Check your understanding ::
1 - In the text on Sydney and Carlton matches, by how many points did the Swans win in Round 23, 2017 at the SCG?
2 - Quote the text on Sydney and Carlton matches word for word, starting with "The Swans lead" and going on through "Kade Simpson (6).".
3 - Extend the text on Sydney and Carlton matches from where it stops.

Text provided ::
--- START ---

Sydney enjoys a 25-8 win/loss record against Carlton since the turn of the century, but it’s gone 4-4 since 2017. The Swans won 12 in a row from 2001-09 and seven in a row from 2012-16. It’s 11-2 to the Swans at the SCG during this time and 4-0 at Stadium Australia. They are also up 7-3 at Marvel Stadium and 3-1 at the old Princes Park ground since 2000, but Carlton won their only meeting at the MCG in 2017, and a neutral clash at Carrara in 2020.

The Big Memory

Results aside, think Sydney v Carlton in the last 22 years and you automatically go to one day. It was Round 23, 2017 at the SCG, when the Swans won by 81 points and Lance Franklin kicked 10 goals, becoming just the seventh Swans player in history and the only player this century to top double-figures.

With the home side playing for the double-chance against a Blues side out of finals contention, Franklin kicked 10-2 from 25 possessions for three Brownlow Medal votes. He kicked one goal in the first quarter, two in the second, three in the third and four in the last.

Franklin also kicked seven against Carlton at the SCG in 2015 to replicate Barry Hall’s seven at Princes Park in 2002, while the same pair also had games of six goals against the Blues. Carlton’s best in the same period is six goals to the credit of Brendan Fevola at Princes Park in 2003 and Charlie Curnow at Docklands last year. The Blues’ best at the SCG this century is Eddie Betts’ four in 2011.

Brownlow Votes

The Swans lead the Brownlow votes in games between the clubs in this period 132-54, polling 66 times to the Blues’ 27, and 22-9 in three-vote ratings. Adam Goodes heads the individual vote, polling seven times for 14 votes, while Josh Kennedy and Lance Franklin have each polled five times for 10 votes. Jude Bolton has been best afield three times for nine votes, while Brett Kirk, Isaac Heeney and Ryan O’Keefe had polled eight votes against Carlton. Patrick Cripps, with four two-vote games in 2016 and 2019, ’20 and ‘21, leads the Blues’ vote from Matthew Kreuzer and Kade Simpson (6).

Nic Newman polled three votes in his first game for Carlton against Sydney at the SCG in 2019, when he had 32 possessions in a seven-point win for the visitors, while George Hewett polled one vote in his first game against the Swans last year after picking up 32 possessions in a 15-point Carlton win at Marvel Stadium.

--- END ---

[Records from a collection]
--- START ---

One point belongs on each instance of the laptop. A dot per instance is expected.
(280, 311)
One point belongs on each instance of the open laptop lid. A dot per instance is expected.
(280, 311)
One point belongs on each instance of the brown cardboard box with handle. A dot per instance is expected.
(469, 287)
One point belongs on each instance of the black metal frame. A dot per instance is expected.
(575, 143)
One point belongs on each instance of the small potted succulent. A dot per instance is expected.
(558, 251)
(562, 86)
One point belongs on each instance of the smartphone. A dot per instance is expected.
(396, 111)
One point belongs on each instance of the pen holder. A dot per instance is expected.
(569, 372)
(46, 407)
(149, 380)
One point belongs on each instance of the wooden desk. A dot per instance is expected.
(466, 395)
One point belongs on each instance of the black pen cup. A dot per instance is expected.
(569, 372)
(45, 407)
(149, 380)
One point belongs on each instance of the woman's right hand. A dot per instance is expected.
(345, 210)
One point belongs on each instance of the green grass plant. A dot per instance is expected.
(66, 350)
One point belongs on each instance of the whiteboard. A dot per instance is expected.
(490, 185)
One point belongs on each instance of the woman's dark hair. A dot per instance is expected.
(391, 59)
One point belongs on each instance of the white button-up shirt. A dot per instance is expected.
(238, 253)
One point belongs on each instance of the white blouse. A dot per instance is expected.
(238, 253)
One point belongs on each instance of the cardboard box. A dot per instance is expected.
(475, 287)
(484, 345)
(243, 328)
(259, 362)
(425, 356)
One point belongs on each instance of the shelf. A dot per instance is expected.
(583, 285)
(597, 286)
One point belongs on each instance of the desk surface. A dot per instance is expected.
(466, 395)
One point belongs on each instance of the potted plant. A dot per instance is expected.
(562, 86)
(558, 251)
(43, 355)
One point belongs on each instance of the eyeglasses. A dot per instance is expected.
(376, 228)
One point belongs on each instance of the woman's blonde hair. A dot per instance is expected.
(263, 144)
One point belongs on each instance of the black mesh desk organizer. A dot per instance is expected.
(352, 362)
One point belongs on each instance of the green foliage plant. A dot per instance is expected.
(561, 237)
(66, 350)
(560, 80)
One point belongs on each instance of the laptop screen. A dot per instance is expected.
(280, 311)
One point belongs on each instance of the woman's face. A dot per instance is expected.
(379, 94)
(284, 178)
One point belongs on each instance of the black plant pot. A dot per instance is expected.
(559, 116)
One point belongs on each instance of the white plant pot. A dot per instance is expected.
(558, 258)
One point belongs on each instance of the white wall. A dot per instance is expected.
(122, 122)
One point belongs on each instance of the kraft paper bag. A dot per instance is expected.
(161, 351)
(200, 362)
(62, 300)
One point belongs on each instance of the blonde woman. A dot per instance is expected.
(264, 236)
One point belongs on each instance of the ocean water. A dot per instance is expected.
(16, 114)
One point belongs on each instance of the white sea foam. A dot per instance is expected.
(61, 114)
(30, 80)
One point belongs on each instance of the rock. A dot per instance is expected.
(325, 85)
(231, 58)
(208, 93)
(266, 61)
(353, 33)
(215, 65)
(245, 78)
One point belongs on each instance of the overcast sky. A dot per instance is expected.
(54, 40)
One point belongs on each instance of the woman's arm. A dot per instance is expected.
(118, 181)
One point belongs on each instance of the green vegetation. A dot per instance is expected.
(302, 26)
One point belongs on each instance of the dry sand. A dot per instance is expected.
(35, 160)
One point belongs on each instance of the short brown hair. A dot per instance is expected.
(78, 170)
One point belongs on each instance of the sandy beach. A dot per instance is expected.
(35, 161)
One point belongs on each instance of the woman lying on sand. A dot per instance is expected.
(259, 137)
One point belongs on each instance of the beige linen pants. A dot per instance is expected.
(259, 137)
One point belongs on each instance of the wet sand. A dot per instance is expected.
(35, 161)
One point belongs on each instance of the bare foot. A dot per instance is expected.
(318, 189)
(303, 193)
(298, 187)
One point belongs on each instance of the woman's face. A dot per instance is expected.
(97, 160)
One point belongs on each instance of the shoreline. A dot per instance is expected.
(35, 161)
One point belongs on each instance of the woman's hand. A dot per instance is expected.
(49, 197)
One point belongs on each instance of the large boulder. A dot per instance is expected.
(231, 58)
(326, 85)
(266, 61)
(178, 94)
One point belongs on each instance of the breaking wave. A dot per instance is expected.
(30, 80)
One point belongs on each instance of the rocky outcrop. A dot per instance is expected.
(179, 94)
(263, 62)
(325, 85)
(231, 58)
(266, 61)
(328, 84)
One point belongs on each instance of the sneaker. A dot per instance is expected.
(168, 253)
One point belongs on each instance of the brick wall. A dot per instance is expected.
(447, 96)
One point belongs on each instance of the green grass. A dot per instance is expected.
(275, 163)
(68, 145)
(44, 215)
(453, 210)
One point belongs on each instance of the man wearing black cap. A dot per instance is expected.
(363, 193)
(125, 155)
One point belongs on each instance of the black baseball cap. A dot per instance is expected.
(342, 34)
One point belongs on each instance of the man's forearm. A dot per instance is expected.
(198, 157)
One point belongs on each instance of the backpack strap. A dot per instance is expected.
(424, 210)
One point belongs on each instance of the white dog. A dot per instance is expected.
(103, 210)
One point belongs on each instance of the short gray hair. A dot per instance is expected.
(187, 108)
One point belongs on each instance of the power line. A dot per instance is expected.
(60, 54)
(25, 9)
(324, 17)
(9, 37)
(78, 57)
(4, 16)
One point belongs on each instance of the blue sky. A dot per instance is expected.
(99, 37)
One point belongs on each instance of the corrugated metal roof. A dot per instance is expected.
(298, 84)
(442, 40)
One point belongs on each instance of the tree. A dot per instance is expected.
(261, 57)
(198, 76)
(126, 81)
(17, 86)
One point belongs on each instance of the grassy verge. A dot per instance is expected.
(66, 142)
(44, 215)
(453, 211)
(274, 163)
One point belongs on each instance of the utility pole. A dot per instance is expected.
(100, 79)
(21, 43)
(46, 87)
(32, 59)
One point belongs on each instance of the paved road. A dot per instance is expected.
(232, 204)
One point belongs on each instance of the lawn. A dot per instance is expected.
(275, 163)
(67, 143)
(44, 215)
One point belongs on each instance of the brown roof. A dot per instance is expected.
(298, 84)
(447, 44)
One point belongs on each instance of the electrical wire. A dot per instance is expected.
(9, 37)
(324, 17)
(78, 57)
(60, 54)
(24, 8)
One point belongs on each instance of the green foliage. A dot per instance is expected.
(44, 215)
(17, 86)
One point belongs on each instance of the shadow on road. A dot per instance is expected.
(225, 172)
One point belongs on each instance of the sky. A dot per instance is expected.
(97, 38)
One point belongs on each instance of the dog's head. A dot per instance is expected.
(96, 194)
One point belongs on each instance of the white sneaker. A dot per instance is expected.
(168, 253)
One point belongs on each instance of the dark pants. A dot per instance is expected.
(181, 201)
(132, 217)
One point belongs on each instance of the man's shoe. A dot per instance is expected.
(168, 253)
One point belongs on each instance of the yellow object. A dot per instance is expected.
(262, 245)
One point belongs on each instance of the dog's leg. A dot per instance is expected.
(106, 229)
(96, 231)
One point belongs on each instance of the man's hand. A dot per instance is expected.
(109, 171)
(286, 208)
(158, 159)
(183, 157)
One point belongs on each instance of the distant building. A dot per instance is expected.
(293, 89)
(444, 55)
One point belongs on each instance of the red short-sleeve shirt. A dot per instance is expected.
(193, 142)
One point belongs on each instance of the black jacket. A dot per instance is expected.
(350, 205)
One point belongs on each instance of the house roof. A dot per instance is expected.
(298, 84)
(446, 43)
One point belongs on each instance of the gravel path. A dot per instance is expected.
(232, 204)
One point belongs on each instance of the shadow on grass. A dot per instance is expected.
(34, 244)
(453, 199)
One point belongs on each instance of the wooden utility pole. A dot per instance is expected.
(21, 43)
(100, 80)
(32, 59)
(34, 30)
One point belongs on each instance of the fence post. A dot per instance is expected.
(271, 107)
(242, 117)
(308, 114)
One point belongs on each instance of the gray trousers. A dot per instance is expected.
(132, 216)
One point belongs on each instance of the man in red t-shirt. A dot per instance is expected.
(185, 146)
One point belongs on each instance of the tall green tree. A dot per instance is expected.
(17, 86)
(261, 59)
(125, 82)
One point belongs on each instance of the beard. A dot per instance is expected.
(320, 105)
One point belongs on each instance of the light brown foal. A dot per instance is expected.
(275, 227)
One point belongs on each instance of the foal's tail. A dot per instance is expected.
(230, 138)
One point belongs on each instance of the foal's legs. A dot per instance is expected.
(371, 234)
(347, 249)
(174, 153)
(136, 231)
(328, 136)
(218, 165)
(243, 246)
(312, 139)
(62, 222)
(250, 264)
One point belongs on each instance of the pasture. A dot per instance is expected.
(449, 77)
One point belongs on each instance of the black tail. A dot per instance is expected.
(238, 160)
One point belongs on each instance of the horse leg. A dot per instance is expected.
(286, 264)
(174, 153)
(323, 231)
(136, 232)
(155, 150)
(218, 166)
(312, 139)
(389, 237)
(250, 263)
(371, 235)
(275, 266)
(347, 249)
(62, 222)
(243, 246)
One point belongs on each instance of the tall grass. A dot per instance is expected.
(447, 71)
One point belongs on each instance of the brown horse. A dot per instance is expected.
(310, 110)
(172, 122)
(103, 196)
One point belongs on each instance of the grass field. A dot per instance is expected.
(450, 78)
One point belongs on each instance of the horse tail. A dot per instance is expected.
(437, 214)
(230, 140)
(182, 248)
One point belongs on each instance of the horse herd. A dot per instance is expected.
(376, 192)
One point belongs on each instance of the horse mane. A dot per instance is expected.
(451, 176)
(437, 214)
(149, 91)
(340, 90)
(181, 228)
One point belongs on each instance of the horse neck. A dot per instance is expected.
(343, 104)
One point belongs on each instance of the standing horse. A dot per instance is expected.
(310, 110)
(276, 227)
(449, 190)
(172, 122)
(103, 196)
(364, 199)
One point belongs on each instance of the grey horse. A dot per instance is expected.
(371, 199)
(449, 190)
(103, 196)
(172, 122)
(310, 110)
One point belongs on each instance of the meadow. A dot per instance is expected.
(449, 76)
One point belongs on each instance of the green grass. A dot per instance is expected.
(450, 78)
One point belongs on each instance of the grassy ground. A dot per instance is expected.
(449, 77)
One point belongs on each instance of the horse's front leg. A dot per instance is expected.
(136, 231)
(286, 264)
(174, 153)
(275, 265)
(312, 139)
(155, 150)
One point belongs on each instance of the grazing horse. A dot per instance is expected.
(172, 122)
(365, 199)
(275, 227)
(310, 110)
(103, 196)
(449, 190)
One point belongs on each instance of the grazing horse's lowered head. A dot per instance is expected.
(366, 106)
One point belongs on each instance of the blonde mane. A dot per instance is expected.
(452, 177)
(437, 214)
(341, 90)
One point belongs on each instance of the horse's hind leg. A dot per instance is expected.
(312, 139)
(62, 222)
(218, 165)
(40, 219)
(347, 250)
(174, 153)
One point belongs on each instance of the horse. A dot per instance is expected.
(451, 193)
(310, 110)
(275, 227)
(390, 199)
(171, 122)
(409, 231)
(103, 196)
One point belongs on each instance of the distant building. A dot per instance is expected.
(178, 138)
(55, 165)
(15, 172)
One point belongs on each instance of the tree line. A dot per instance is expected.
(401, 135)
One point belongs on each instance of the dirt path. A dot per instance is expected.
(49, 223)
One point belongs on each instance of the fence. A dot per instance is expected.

--- END ---

Your responses ::
1 - 81 points.

2 -
The Swans lead the Brownlow votes in games between the clubs in this period 132-54, polling 66 times to the Blues’ 27, and 22-9 in three-vote ratings. Adam Goodes heads the individual vote, polling seven times for 14 votes, while Josh Kennedy and Lance Franklin have each polled five times for 10 votes. Jude Bolton has been best afield three times for nine votes, while Brett Kirk, Isaac Heeney and Ryan O’Keefe had polled eight votes against Carlton. Patrick Cripps, with four two-vote games in 2016 and 2019, ’20 and ‘21, leads the Blues’ vote from Matthew Kreuzer and Kade Simpson (6).

3 -
Possession Records

Jarrad McVeigh holds the record for most possessions in a Sydney v Carlton game this century, having had 42 in a 24-point Swans win in a 2013 semi-final at Stadium Australia. This came a year after Josh Kennedy had 41 at the SCG in a 71-point home-and-away win in 2012.

Carlton’s best against Sydney in the same era has been Anthony Koutoufides’ 39 at Princes Park in 2000, and Sam Docherty’s 39 at the MCG in 2017. Their best at the SCG is ex-captain Kade Simpson’s 34 possessions in 2016.

Biggest Wins & Losses, Highest & Lowest Scores

The Swans have out-scored the Blues 13-6 in 100-point scores, and 8-1 in wins by 50 points or more this century. Their biggest win was by 92 points at the SCG in 2006, when Adam Goodes was best afield with 26 possessions and four goals. Carlton’s biggest win was by 61 points at Marvel Stadium in Dan Hannebery’s debut in 2009. Their highest score was 25.12 (162) at the SCG in 2007, and the lowest was 8.4 (52) at Carrara in the shortened games of 2020.

Carlton Form Guide

The Blues started the 2023 season with a draw against Richmond and three wins over Geelong (8pts), GWS (10pts) and North (23pts) and beat an understrength West Coast by 108 points in Perth in Round 7. They’ve lost to Adelaide (56pts), St Kilda (22pts), Brisbane (26pts), Western Bulldogs (20pts) and Collingwood in front of 80,354 at the MCG last Saturday.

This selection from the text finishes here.